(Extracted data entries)

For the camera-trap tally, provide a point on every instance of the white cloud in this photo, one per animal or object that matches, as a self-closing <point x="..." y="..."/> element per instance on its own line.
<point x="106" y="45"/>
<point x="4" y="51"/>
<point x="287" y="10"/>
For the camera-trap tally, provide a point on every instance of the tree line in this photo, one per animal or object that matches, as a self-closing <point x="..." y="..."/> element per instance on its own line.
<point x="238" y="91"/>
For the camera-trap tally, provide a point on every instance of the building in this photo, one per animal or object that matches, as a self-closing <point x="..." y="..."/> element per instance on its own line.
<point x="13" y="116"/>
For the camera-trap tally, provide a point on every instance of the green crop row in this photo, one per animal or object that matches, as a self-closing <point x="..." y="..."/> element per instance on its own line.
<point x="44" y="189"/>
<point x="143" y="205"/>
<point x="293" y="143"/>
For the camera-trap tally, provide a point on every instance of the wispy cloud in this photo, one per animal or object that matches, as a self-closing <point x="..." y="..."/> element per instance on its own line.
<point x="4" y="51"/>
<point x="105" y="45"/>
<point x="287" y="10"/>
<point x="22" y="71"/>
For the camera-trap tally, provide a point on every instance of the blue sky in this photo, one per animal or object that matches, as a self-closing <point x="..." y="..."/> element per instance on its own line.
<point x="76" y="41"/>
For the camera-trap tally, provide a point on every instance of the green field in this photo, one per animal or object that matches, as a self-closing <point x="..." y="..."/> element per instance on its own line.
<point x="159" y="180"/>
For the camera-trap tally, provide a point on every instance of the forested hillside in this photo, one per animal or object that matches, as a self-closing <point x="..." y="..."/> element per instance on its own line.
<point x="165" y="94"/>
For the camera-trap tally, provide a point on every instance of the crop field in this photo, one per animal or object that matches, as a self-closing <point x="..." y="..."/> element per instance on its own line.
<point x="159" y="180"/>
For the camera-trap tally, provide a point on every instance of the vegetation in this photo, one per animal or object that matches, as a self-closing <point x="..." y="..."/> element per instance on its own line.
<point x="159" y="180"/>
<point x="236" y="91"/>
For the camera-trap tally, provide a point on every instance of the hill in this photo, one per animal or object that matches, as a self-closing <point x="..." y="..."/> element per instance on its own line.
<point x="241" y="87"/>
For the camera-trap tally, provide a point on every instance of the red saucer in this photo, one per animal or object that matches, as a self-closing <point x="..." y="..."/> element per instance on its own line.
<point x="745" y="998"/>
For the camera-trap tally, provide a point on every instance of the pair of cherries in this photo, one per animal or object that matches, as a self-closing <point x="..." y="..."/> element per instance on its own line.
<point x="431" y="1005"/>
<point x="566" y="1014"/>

* **What to work on**
Each entry above is to be set down again in exactly the same words.

* **Task output**
For the camera-trap tally, provide a point on every instance of the white cloud in this photo, one per animal or object that matches, as a self-closing <point x="..." y="..."/> element per instance on its own line.
<point x="106" y="45"/>
<point x="4" y="51"/>
<point x="287" y="10"/>
For the camera-trap tally, provide a point on every instance of the tree line in this photo, one per animal or object that matches, as a self-closing <point x="..." y="..."/> element per instance on its own line.
<point x="238" y="91"/>
For the camera-trap tally, provide a point on every instance of the building in this photo, one per animal or object that matches, as a self-closing <point x="..." y="..."/> element per instance on its own line.
<point x="13" y="116"/>
For the camera-trap tally, provide a point on every instance of the green crop row in this photo, one per animal or object that matches, as a self-closing <point x="..." y="..."/> element per instance on its own line.
<point x="44" y="189"/>
<point x="143" y="205"/>
<point x="293" y="143"/>
For the camera-trap tally, provide a point on every instance of the wispy cloud in this photo, one per animal or object that matches, as a self-closing <point x="..." y="..."/> element per instance on its own line.
<point x="4" y="51"/>
<point x="105" y="45"/>
<point x="287" y="10"/>
<point x="22" y="71"/>
For the camera-trap tally, provide a point on every instance of the blue sky in this photo, one per animal or object that matches, as a self-closing <point x="..." y="..."/> element per instance on its own line.
<point x="76" y="41"/>
For the camera-trap tally, provide a point on every instance of the green field in this photo, one per animal or object that matches, as a self-closing <point x="..." y="..."/> element per instance on its own line.
<point x="159" y="180"/>
For the camera-trap tally, provide a point on every instance of the forested hillside in this photo, one per animal or object that matches, as a self-closing <point x="..." y="..."/> element per instance on its own line.
<point x="165" y="94"/>
For the camera-trap tally, provide a point on every instance of the crop field in this photo, one per animal or object that matches, as a self-closing <point x="..." y="..."/> element per instance on its own line.
<point x="159" y="180"/>
For the camera-trap tally, provide a point on every instance of the vegetation in this photo, one per animal or object that matches, as a self-closing <point x="..." y="..."/> element per instance on its own line.
<point x="159" y="180"/>
<point x="236" y="91"/>
For the camera-trap tally, provide a point on every instance of the hill in this photo, one per animal or object that matches, as a self-closing <point x="..." y="..."/> element per instance on its own line.
<point x="241" y="87"/>
For the camera-trap tally, provide a point on every instance of the red saucer in this photo, one per animal or object that matches, as a self-closing <point x="..." y="..."/> element per instance on its own line.
<point x="745" y="998"/>
For the camera-trap tally, provide a point on every instance of the pair of cherries in this photo, one per animal or object that matches, as a self-closing <point x="..." y="..."/> element per instance on its own line.
<point x="431" y="1005"/>
<point x="566" y="1014"/>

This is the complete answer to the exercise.